### [WHAT IS BEING ASKED]
Rewrite the part of the items that opens at the very start and closes with the line containing "left=143, top=270, right=160, bottom=278", swapping "endpoint" for "service" and keeping everything else the same.

### [DATASET RECORDS]
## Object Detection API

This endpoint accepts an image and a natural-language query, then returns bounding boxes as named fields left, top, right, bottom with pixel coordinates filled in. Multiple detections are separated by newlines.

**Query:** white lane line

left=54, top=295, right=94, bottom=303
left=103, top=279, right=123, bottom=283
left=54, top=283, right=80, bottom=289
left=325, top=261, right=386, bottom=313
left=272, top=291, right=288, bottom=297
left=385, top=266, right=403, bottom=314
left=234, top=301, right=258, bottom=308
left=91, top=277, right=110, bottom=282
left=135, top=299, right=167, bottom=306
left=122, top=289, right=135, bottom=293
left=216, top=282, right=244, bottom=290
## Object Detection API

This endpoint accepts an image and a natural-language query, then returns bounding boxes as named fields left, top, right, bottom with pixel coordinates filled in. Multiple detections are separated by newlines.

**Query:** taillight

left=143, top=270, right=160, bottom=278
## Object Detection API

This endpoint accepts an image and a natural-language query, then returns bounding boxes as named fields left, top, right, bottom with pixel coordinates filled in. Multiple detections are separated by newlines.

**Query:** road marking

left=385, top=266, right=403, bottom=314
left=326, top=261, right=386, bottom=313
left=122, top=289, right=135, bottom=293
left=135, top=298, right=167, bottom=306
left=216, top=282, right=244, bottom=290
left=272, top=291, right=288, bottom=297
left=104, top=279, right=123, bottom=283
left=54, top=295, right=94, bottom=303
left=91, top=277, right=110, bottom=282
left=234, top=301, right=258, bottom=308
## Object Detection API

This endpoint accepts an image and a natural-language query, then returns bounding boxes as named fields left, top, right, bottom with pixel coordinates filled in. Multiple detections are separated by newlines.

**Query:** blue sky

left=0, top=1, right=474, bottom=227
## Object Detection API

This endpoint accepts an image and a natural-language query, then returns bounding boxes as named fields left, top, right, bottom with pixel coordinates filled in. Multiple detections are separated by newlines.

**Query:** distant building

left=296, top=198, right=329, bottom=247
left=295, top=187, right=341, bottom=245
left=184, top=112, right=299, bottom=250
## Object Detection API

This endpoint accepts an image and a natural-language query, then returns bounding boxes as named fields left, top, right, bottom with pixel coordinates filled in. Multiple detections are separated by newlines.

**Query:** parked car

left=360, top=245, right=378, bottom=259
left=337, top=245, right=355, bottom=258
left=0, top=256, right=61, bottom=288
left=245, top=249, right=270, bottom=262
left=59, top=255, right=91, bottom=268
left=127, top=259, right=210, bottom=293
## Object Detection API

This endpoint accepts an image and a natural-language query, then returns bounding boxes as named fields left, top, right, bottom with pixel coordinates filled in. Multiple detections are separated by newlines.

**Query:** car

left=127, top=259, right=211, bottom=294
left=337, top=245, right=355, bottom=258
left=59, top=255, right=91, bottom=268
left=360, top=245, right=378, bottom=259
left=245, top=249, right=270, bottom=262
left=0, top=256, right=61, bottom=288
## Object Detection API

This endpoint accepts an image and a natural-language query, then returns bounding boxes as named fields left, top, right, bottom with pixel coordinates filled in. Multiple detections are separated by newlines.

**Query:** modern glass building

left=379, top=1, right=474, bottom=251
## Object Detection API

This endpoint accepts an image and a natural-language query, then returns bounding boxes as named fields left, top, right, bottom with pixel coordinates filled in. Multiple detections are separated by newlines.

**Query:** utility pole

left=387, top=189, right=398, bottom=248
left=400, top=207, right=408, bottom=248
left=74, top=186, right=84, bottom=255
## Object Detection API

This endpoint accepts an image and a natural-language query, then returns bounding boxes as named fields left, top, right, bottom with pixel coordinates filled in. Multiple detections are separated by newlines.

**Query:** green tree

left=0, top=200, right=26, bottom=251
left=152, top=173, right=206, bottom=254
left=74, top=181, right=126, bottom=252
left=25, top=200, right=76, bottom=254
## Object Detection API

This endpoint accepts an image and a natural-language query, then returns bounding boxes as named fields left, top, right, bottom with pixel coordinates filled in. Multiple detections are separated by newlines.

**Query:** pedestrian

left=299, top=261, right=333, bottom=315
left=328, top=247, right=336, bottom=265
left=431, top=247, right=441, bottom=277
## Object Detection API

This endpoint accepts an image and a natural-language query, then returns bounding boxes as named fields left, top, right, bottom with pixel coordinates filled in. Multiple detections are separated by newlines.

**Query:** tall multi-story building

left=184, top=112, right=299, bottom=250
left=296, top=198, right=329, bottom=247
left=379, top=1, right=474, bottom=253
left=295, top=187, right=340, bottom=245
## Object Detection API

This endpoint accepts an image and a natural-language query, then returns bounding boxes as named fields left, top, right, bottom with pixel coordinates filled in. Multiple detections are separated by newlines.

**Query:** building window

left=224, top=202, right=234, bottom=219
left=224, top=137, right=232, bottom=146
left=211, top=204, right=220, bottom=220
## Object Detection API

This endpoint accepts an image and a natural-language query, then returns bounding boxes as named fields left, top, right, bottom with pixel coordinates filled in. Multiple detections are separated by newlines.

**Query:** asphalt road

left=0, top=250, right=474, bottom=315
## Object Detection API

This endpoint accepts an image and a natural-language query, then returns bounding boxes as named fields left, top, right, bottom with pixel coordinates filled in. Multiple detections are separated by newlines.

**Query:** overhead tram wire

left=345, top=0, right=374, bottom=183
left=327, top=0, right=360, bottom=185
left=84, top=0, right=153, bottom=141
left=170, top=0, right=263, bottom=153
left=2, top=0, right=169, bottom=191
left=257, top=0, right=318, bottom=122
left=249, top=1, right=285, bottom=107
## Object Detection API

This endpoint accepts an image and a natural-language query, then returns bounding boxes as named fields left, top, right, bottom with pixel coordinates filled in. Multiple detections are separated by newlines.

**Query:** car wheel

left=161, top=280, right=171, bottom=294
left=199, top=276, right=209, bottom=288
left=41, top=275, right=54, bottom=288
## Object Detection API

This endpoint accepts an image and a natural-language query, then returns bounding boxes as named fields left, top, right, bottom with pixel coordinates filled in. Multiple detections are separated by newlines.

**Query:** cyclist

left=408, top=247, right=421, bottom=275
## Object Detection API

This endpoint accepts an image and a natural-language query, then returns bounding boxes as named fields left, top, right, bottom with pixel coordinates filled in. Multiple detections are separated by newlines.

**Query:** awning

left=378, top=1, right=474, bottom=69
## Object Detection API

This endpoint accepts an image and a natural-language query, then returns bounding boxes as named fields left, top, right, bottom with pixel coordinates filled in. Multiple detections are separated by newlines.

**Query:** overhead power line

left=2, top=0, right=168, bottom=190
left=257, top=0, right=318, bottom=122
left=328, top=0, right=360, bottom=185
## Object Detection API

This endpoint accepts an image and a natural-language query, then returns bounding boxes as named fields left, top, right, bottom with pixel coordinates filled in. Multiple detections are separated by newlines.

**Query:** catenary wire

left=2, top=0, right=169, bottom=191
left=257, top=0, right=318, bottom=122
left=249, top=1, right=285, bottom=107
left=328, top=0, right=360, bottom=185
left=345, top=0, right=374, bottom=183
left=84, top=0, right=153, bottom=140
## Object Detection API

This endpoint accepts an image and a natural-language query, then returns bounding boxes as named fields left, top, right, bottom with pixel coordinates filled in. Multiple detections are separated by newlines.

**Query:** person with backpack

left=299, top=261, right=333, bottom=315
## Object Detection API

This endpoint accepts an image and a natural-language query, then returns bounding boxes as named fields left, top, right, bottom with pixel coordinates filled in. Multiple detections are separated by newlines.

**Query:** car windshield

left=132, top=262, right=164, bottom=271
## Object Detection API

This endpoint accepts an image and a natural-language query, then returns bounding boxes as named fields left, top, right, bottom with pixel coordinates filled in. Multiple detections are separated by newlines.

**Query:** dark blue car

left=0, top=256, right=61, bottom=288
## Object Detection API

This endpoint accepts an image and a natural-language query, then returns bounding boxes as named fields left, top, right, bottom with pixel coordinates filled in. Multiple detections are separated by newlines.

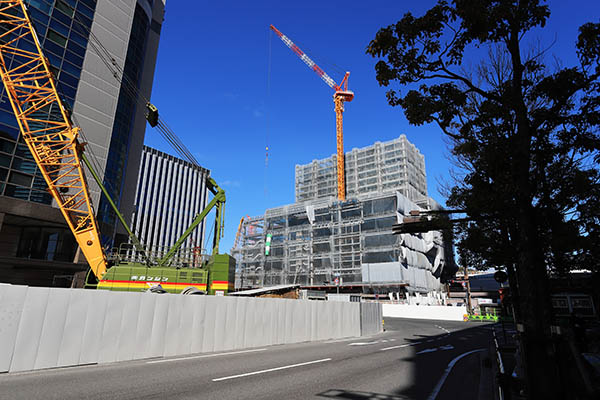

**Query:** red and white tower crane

left=271, top=25, right=354, bottom=200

### [RESPONSE]
## Object Detection API

This service accepts an image and a natural-language query, then returns bounding boxes as named fields left, top, right, bottom with pixel coordinates filled in. Multiple detections are separated by newlines.

**Query:** white lane line

left=54, top=295, right=94, bottom=303
left=103, top=279, right=123, bottom=283
left=54, top=283, right=80, bottom=289
left=325, top=261, right=386, bottom=313
left=272, top=291, right=288, bottom=297
left=385, top=266, right=403, bottom=314
left=234, top=301, right=258, bottom=308
left=91, top=277, right=110, bottom=282
left=135, top=299, right=167, bottom=306
left=122, top=289, right=135, bottom=293
left=216, top=282, right=244, bottom=290
## Object Detection API

This service accepts an image and a natural-language query, then returns bounding boxes as named fields left, top, right, bottom with pixel coordinates filled in. Multiple detections are separated by newlines.

**Query:** taillight

left=143, top=270, right=160, bottom=278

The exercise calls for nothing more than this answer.